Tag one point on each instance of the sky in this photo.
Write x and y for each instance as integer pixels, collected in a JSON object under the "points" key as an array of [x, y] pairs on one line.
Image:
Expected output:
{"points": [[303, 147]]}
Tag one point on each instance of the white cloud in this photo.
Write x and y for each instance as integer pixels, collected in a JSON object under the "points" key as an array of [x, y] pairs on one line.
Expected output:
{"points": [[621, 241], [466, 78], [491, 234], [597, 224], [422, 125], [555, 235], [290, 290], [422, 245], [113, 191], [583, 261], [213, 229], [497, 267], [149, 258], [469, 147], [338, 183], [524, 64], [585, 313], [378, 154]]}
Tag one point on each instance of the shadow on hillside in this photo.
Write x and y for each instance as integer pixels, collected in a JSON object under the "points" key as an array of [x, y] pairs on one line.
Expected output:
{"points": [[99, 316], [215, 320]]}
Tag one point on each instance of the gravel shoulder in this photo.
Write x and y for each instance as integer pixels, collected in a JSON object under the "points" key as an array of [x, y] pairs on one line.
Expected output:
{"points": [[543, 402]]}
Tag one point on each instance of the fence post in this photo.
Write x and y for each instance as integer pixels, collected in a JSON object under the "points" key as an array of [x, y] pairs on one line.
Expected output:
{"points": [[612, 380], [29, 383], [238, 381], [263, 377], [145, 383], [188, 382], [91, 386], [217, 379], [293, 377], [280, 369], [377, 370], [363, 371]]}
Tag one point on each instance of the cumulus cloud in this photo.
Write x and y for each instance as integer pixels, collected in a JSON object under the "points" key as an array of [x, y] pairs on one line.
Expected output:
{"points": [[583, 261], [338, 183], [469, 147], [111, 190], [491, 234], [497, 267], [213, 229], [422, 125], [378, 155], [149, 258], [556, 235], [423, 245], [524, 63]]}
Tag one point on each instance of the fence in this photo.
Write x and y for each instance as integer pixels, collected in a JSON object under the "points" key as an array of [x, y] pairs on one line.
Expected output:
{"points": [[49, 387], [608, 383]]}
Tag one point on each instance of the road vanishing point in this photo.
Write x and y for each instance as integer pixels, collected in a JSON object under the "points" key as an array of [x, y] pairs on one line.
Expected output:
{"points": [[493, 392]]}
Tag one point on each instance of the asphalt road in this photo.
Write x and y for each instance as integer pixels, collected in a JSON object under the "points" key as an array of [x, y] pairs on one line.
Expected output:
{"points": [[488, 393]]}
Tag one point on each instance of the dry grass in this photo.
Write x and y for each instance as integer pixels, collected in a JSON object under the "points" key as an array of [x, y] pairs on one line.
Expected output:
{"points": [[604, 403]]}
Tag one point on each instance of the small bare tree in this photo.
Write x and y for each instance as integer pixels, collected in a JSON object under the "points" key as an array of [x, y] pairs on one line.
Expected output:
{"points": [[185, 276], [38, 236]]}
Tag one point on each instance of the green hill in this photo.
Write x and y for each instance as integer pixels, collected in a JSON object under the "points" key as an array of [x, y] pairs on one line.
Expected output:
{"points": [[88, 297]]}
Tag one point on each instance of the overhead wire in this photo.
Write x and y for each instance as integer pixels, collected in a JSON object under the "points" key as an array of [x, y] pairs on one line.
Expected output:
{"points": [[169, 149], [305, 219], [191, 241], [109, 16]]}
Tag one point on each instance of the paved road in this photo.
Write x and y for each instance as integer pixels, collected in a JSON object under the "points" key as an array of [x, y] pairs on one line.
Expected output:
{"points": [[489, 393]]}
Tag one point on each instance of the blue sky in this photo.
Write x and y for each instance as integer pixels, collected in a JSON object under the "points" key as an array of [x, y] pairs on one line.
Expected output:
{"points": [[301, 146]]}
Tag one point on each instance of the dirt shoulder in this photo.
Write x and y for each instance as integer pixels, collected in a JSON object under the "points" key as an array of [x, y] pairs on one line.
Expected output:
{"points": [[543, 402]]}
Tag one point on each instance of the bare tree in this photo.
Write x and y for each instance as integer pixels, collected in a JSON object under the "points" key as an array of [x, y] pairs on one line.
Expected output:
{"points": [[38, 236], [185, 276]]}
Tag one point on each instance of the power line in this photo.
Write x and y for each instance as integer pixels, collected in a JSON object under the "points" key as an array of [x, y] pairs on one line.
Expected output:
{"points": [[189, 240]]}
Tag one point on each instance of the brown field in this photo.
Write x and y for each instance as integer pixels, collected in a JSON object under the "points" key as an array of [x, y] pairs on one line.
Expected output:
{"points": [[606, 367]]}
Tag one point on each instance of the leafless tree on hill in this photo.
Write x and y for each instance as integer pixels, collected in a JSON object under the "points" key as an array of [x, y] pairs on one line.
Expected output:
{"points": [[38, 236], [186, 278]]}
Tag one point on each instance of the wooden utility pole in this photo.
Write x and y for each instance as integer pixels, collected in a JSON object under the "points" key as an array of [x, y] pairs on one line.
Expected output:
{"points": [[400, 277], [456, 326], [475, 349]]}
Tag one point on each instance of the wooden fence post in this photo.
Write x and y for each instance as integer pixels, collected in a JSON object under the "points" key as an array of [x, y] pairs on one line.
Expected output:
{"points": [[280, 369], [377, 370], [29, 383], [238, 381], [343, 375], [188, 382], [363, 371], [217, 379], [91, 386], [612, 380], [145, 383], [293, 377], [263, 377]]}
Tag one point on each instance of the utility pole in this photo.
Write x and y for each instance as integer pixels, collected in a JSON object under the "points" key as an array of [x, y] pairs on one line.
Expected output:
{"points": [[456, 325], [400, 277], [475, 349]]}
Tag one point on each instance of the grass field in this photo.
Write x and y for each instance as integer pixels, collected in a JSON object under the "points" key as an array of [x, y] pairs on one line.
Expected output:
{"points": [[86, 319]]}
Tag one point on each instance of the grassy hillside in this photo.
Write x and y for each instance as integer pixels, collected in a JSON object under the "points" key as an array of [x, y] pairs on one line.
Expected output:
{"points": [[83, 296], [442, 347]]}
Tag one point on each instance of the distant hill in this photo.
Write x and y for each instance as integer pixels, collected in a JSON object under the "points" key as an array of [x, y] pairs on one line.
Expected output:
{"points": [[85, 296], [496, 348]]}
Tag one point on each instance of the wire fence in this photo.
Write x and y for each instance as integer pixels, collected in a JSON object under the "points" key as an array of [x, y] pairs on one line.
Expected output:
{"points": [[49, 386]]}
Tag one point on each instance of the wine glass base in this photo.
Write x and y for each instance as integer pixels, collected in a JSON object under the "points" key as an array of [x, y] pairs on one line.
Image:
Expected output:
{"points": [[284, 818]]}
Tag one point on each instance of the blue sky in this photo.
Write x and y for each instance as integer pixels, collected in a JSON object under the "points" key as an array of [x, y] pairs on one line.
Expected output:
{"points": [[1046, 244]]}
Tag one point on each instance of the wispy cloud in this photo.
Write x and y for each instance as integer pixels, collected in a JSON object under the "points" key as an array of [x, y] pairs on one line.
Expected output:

◇ ◇ ◇ ◇

> **What is being asked**
Return each line of the records above exactly as it reads.

> **Task response**
Tag one point on each instance of the sky in this photo.
Write x and y for each instance as integer pixels, collected in a JSON object under the "points" key as an array of [x, y] pairs on one line.
Image:
Expected output:
{"points": [[303, 147]]}
Tag one point on each instance of the white cloud in this photo.
Write x and y for each instance as integer pixels, collected in a JSON object under the "points" key as an array of [x, y] pairs on one line.
Expected output:
{"points": [[621, 241], [466, 78], [491, 234], [597, 224], [422, 125], [555, 235], [290, 290], [422, 245], [113, 191], [583, 261], [213, 229], [497, 267], [149, 258], [469, 147], [338, 183], [524, 64], [585, 313], [378, 154]]}
Tag one point on each instance of the shadow on hillside in this photo.
Write x and y for each instance as integer pixels, collected in a JSON object under the "points" key as an array of [x, y] pairs on one line.
Expected output:
{"points": [[99, 316], [215, 320]]}
Tag one point on each instance of the gravel shoulder in this photo.
Write x and y for each instance as integer pixels, collected in a JSON object under the "points" key as an array of [x, y] pairs on one line.
Expected output:
{"points": [[543, 402]]}
Tag one point on each instance of the fence post in this photo.
Write x and y for each instance as integer pixels, collected in a JSON object under the "points" key as an array of [x, y] pairs on one line.
Expected output:
{"points": [[612, 380], [29, 383], [238, 381], [263, 377], [145, 383], [188, 382], [91, 386], [217, 379], [293, 377], [280, 369], [377, 370], [363, 371]]}
Tag one point on each instance of the cumulus cloud in this photo.
Write x and y for each instance as integer pixels, collected in a JSON object under the "points" key as an array of [x, y] pairs on one line.
Expected output:
{"points": [[583, 261], [338, 183], [469, 147], [111, 190], [491, 234], [497, 267], [213, 229], [422, 125], [378, 155], [149, 258], [556, 235], [423, 245], [524, 63]]}
Tag one point on each instance of the fence in this photo.
Write x and y for each instance as integer pixels, collected in a JSON object under the "points" key as an array of [x, y] pairs on one line.
Expected output:
{"points": [[49, 387], [608, 383]]}
Tag one point on each instance of the road vanishing point in this photo.
Write x and y for each instance as integer pixels, collected in a JSON object under the "points" key as an array of [x, y] pairs on one line.
Expected output:
{"points": [[493, 392]]}
Tag one point on each instance of the asphalt road in this photo.
Write x and y for each instance as integer pixels, collected in a JSON object under the "points" key as an array of [x, y] pairs on one line.
Expected output:
{"points": [[488, 393]]}
Tag one point on each instance of the dry grass in this photo.
Write x and y for each instance as integer pixels, collected in a JSON object under the "points" key as an array of [x, y] pairs on one line.
Expected output:
{"points": [[604, 403]]}
Tag one point on each instance of the small bare tree in this photo.
Write x and y for each instance as integer pixels, collected in a JSON object under the "points" key as an array of [x, y] pairs on one line.
Expected output:
{"points": [[185, 276], [38, 236]]}
Tag one point on each instance of the green hill in this photo.
Write x and y for each instance as integer pixels, collected in a JSON object under the "points" key as an array of [x, y] pairs on one line.
Expected output:
{"points": [[88, 297]]}
Tag one point on each instance of the overhead wire in this photo.
Write x and y for each instance as integer pixels, collected in a JSON object under the "points" key as an array of [x, y] pairs on one line.
Expected output:
{"points": [[169, 149], [305, 219], [191, 241], [109, 16]]}
Tag one point on each instance of the paved road in this photo.
Write x and y for each instance as integer pixels, collected in a JSON object under the "points" key as an array of [x, y] pairs on one line.
Expected output:
{"points": [[489, 393]]}
Tag one point on each instance of the blue sky in this photo.
Write x and y for each instance as integer pixels, collected in a JSON object under the "points" key as an array of [x, y] pairs on one line.
Expected output:
{"points": [[301, 146]]}
Tag one point on each instance of the dirt shoulder in this photo.
Write x and y for each instance as integer pixels, collected in a JSON object under the "points" key as an array of [x, y] pairs on one line.
Expected output:
{"points": [[543, 402]]}
Tag one point on each instance of the bare tree in this photo.
Write x and y for each instance as integer pixels, collected in a JSON object under the "points" key as an array of [x, y] pairs on one line.
Expected output:
{"points": [[38, 236], [185, 276]]}
Tag one point on each instance of the power line in this photo.
Write x and y for each instance as integer pixels, collected in a JSON object under the "points" key as an array of [x, y] pairs on one line.
Expected output:
{"points": [[189, 240]]}
Tag one point on each instance of the brown field in this photo.
Write x and y for each instance as integer pixels, collected in a JSON object under the "points" key as an array of [x, y] pairs on one line.
Expected output:
{"points": [[606, 367]]}
Tag one point on each instance of the leafless tree on hill in this photo.
Write x and y for each instance as integer pixels, collected in a JSON object under the "points" key as an array of [x, y] pairs on one line.
Expected output:
{"points": [[38, 236], [186, 278]]}
Tag one point on each instance of the wooden utility pole in this photo.
Write x and y for each instance as integer pixels, collected in a JSON object under the "points" key as an array of [x, y] pairs on one line.
Expected output:
{"points": [[400, 277], [456, 326], [475, 349]]}
Tag one point on each instance of the wooden fence post in this photo.
Write x and y for each instance as integer pixels, collected in a JSON object under the "points" key as an array of [x, y] pairs on one line.
Expected output:
{"points": [[280, 369], [377, 370], [29, 383], [238, 381], [343, 375], [188, 382], [363, 371], [217, 379], [91, 386], [612, 380], [145, 383], [293, 377], [263, 377]]}
Tag one point on each instance of the utility pole in this photo.
Write x and y for each instance as integer pixels, collected in a JSON object under the "points" key as an array of [x, y] pairs on one line.
Expected output:
{"points": [[456, 325], [400, 277], [475, 349]]}
Tag one point on each instance of the grass field in this photo.
Write x and y for each instance as integer pixels, collected in a JSON object under the "points" key as an array of [x, y] pairs on one line.
Expected output:
{"points": [[86, 319]]}
Tag one point on each instance of the grassy hillside in this photo.
Write x and y for each instance as integer pixels, collected in a JSON object under the "points" key as an array of [x, y] pairs on one line.
Expected output:
{"points": [[83, 296], [442, 347]]}
Tag one point on each instance of the distant hill in this photo.
Write x and y for each instance as integer pixels, collected in a JSON object under the "points" key as an array of [x, y] pairs on one line.
Expected output:
{"points": [[85, 296], [496, 348]]}
Tag one point on each instance of the wire fence in this photo.
Write x and y for each instance as integer pixels, collected in a JSON object under the "points" key as an array of [x, y] pairs on one line.
Expected output:
{"points": [[49, 386]]}
Tag one point on each instance of the wine glass base in this photo.
Write x and y for each instance as integer pixels, collected in a JSON object under the "points" key as an array of [x, y] pairs on one line.
Image:
Expected output:
{"points": [[284, 818]]}
Tag one point on each instance of the blue sky in this photo.
Write x and y for each instance as integer pixels, collected in a JSON object under the "points" key as an array of [x, y] pairs on one line.
Expected output:
{"points": [[1046, 244]]}
Tag one point on each instance of the wispy cloud in this photo.
Write x and y for each instance as integer pixels, collected in a JSON object under the "points" key as an array of [x, y] pairs on one line.
Expected output:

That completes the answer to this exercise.